### Selected extract
┌────────

Setup and simple features skip the evaluator — validators are sufficient. This cuts ~50% of total runtime.
Contract-Gated Handoffs
Every agent-to-agent transition is validated by a Zod schema:
| Handoff | Contract | On Failure |
|---|---|---|
| Planner → Orchestrator | FeatureListSchema | Retry planner with schema error |
| Generator → Validators | Exit code + test output | Retry generator with failure output |
| Evaluator → Orchestrator | EvalOutputSchema | Retry evaluator session (up to 3x) |
Agents write what they want. Contracts enforce what we need. No prescriptive prompts — mechanical validation gates.

└────────

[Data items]

┌────────

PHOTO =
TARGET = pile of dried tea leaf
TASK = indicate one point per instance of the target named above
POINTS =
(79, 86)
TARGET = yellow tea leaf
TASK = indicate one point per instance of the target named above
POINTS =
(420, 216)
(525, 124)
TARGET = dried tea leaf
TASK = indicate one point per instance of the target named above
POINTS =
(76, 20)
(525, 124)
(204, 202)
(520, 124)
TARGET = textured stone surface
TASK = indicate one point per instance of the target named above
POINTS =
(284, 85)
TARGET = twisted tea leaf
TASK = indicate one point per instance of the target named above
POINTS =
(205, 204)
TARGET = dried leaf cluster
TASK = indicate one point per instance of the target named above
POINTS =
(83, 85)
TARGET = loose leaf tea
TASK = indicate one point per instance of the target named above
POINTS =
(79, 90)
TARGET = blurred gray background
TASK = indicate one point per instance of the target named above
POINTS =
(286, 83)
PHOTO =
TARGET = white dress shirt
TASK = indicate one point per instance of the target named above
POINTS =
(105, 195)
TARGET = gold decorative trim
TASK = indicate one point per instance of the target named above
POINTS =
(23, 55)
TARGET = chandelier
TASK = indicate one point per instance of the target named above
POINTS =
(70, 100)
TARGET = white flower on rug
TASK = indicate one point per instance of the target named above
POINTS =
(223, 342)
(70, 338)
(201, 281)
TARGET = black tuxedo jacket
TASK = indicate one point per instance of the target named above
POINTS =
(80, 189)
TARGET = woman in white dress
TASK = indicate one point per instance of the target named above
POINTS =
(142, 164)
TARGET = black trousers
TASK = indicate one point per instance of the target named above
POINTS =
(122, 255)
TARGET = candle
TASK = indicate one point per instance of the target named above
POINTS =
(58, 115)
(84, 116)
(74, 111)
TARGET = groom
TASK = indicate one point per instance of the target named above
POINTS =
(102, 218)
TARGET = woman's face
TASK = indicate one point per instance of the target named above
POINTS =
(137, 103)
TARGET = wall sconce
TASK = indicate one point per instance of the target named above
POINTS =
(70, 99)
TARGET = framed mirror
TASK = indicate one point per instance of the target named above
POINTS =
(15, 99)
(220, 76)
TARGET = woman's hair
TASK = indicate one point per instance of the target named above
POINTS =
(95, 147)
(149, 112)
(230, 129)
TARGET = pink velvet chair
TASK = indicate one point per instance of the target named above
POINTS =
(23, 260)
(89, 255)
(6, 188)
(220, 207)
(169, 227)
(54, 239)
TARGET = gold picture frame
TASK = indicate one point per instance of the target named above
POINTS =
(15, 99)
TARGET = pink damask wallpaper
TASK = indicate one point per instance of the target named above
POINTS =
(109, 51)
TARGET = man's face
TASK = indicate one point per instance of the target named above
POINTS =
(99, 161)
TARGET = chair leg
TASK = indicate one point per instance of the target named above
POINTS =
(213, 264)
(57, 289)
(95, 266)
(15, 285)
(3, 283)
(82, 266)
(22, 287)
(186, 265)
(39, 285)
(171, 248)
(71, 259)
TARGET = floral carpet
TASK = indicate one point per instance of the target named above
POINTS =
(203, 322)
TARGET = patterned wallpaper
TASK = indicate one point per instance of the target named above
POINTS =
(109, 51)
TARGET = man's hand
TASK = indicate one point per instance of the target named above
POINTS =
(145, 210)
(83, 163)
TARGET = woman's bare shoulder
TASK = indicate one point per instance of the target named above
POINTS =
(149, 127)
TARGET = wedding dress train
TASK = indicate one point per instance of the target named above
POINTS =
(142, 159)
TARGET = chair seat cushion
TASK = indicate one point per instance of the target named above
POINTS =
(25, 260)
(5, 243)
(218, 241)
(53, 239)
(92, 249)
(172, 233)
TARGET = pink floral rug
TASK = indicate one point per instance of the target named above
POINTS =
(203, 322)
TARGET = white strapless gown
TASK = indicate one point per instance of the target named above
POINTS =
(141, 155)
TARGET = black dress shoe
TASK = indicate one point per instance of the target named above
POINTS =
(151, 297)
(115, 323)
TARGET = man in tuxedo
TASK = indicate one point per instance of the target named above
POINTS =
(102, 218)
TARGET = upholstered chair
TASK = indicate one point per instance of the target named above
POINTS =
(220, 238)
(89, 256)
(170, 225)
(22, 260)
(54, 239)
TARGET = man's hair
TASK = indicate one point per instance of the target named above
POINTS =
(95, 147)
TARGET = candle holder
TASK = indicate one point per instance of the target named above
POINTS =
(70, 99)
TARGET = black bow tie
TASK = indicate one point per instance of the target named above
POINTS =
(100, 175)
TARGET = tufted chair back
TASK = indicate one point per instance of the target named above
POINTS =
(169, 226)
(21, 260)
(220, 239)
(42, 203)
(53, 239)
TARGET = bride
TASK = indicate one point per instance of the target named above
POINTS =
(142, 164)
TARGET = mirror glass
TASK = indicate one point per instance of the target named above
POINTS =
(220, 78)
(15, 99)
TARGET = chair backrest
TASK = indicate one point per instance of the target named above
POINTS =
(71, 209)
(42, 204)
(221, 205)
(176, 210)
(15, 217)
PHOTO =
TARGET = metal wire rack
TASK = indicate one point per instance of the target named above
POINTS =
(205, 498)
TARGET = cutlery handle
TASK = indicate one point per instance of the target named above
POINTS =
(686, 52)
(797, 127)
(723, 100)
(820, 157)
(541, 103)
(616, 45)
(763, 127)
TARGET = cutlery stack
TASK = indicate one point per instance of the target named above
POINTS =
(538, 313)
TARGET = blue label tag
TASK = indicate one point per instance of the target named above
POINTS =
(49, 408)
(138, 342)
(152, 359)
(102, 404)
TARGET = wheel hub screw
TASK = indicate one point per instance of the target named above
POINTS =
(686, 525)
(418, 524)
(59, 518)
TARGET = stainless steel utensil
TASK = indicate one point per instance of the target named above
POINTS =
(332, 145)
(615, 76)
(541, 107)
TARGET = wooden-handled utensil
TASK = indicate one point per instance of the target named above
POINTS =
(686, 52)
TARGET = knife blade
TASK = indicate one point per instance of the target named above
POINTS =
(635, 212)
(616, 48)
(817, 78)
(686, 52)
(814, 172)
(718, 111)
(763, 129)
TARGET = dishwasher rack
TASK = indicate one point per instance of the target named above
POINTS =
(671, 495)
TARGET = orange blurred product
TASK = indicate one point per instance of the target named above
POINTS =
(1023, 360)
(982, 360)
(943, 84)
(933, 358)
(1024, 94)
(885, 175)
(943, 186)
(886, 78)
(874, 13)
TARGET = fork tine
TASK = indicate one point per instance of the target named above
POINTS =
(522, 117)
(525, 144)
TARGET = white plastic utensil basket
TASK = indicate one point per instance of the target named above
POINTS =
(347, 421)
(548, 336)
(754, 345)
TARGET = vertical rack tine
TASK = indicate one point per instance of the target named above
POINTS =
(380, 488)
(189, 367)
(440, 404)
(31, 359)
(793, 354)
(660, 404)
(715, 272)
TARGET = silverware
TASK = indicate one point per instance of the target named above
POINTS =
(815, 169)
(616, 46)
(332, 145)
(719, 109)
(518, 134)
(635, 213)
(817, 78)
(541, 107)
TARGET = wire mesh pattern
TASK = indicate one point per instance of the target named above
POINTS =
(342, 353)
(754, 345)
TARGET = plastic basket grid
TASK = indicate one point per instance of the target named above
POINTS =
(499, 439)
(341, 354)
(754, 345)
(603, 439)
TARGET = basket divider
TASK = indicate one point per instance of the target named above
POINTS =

└────────

### Exercise A
In the contract-gated handoffs section, which schema validates the Planner → Orchestrator handoff?
### Exercise B
Write out the contract-gated handoffs section from "Contract-Gated Handoffs" up to and including "mechanical validation gates.".

### Expected output A
FeatureListSchema

### Expected output B
Contract-Gated Handoffs
Every agent-to-agent transition is validated by a Zod schema:
| Handoff | Contract | On Failure |
|---|---|---|
| Planner → Orchestrator | FeatureListSchema | Retry planner with schema error |
| Generator → Validators | Exit code + test output | Retry generator with failure output |
| Evaluator → Orchestrator | EvalOutputSchema | Retry evaluator session (up to 3x) |
Agents write what they want. Contracts enforce what we need. No prescriptive prompts — mechanical validation gates.